**Input records**.
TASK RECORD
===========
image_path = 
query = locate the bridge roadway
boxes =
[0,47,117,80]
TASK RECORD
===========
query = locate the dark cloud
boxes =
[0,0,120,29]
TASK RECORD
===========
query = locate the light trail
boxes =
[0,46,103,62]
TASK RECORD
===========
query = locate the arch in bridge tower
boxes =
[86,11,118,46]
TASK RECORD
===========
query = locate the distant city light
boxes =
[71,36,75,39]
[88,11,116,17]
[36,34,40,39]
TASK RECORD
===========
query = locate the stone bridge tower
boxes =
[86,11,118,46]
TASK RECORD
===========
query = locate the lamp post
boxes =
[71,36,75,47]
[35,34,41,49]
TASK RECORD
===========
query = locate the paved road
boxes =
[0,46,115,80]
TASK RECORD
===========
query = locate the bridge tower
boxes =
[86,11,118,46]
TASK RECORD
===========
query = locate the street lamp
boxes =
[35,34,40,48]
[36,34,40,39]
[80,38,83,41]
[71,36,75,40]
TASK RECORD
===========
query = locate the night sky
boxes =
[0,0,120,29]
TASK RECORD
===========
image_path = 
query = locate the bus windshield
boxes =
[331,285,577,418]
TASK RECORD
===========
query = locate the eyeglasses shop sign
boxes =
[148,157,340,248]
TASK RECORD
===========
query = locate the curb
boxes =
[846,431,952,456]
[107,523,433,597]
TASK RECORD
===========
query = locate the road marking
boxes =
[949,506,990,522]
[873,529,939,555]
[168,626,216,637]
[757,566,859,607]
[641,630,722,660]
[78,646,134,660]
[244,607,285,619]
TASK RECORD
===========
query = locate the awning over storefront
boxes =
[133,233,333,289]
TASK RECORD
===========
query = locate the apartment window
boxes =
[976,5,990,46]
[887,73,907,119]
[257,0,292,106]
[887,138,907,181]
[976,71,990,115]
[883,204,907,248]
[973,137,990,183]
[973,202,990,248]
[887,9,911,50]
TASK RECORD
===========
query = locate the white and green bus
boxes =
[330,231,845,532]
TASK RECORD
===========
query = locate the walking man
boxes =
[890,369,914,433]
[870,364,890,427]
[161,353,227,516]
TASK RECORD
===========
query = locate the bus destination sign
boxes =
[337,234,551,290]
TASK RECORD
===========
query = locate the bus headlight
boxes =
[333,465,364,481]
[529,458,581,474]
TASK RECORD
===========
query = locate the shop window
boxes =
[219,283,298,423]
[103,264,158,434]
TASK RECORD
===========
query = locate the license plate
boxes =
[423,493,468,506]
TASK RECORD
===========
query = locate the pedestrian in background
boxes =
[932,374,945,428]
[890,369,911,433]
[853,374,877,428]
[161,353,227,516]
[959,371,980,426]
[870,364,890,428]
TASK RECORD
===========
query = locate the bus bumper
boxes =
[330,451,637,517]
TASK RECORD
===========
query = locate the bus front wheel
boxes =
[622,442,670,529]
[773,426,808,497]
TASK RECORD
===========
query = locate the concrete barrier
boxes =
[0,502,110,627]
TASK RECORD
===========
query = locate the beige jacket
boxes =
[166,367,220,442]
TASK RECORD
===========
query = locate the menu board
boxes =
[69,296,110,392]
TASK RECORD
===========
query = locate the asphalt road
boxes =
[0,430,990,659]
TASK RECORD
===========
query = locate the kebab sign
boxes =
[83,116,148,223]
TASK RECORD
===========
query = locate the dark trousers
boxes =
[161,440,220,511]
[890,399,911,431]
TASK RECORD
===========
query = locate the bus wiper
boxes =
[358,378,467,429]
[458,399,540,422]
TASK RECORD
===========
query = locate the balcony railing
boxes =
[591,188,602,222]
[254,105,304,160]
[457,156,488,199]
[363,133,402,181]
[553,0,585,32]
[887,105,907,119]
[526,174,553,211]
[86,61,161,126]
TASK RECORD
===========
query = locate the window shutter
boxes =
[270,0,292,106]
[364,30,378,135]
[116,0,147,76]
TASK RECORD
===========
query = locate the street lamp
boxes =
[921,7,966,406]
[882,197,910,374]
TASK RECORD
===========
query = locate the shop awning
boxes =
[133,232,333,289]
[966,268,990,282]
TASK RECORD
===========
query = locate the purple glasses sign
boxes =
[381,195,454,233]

**What to work on**. Please write out all of the records above again, substituting "streetlight" for every occurrence of "street lamp" and keeping everything else the same.

**Complete output**.
TASK RECORD
===========
image_path = 
query = locate the bridge roadway
boxes =
[0,47,117,80]
TASK RECORD
===========
query = locate the dark cloud
boxes =
[0,0,120,29]
TASK RECORD
===========
query = locate the light trail
boxes =
[0,46,103,62]
TASK RECORD
===========
query = locate the arch in bridge tower
boxes =
[86,11,118,46]
TASK RECORD
===========
query = locate the distant city light
boxes =
[71,36,75,39]
[88,11,116,17]
[36,34,40,39]
TASK RECORD
===========
query = locate the stone bridge tower
boxes =
[86,11,118,46]
TASK RECORD
===========
query = locate the lamp post
boxes =
[71,36,75,47]
[35,34,41,49]
TASK RECORD
===========
query = locate the paved road
boxes =
[0,46,115,80]
TASK RECORD
===========
query = locate the bridge tower
boxes =
[86,11,118,46]
TASK RECORD
===========
query = locate the streetlight
boxes =
[35,34,40,48]
[36,34,40,39]
[80,38,83,41]
[71,36,75,40]
TASK RECORD
===========
query = locate the night sky
boxes =
[0,0,120,29]
TASK RECORD
===========
image_path = 
query = locate the bus windshield
boxes =
[331,285,577,418]
TASK RECORD
===========
query = locate the eyeglasses shop sign
boxes =
[148,157,340,248]
TASK RECORD
===========
query = locate the curb
boxes =
[846,431,952,456]
[107,523,433,597]
TASK RECORD
===========
query = locate the road marking
boxes =
[949,506,990,522]
[873,529,939,555]
[168,626,216,637]
[757,566,859,607]
[641,630,722,660]
[78,646,134,660]
[244,607,285,619]
TASK RECORD
===========
query = locate the awning over storefront
boxes =
[133,233,333,289]
TASK RECORD
===========
query = locate the apartment window
boxes =
[976,5,990,46]
[887,73,907,119]
[257,0,292,106]
[887,138,907,181]
[976,71,990,115]
[883,204,907,248]
[973,137,990,183]
[973,202,990,248]
[887,9,911,50]
TASK RECORD
===========
query = locate the white and green bus
boxes =
[330,231,845,532]
TASK RECORD
===========
query = locate the walking man
boxes =
[890,369,914,433]
[870,364,890,427]
[161,353,227,516]
TASK RECORD
===========
query = locate the bus destination sign
boxes =
[337,234,551,290]
TASK RECORD
===========
query = locate the bus headlight
boxes =
[333,465,364,481]
[529,458,581,474]
TASK RECORD
===========
query = locate the shop window
boxes =
[219,283,298,423]
[103,264,158,434]
TASK RECORD
===========
query = locate the license plate
boxes =
[423,493,468,506]
TASK RECORD
===========
query = locate the pedestrian in background
boxes =
[932,374,945,428]
[890,369,911,433]
[853,374,877,428]
[161,353,227,516]
[959,371,980,426]
[870,364,890,428]
TASK RECORD
===========
query = locate the bus bumper
boxes =
[330,451,637,517]
TASK RECORD
===========
query = locate the bus front wheel
boxes =
[622,442,670,529]
[773,426,808,497]
TASK RECORD
===========
query = locate the concrete barrier
boxes =
[0,502,110,627]
TASK RECORD
===========
query = locate the beige jacket
boxes =
[166,367,220,442]
TASK RECORD
===========
query = locate the menu board
boxes =
[69,296,110,392]
TASK RECORD
===========
query = locate the asphalt road
boxes =
[0,430,990,659]
TASK RECORD
===========
query = locate the kebab sign
boxes =
[83,116,148,223]
TASK RECORD
===========
query = locate the dark trousers
boxes =
[161,440,220,511]
[890,399,911,431]
TASK RECORD
===========
query = locate the bus wiper
boxes =
[358,378,467,429]
[458,399,540,422]
TASK RECORD
===========
query = locate the balcony railing
boxes =
[591,188,602,222]
[254,105,304,160]
[457,156,488,199]
[363,133,402,181]
[553,0,585,32]
[887,105,907,119]
[526,174,553,211]
[86,61,161,126]
TASK RECORD
===========
query = locate the window shutter
boxes =
[270,0,292,106]
[364,30,378,135]
[116,0,147,76]
TASK RECORD
===========
query = locate the streetlight
boxes =
[921,7,966,406]
[882,197,910,374]
TASK RECORD
===========
query = locate the shop awning
boxes =
[133,232,333,289]
[966,268,990,282]
TASK RECORD
===========
query = locate the purple glasses sign
boxes =
[381,195,454,233]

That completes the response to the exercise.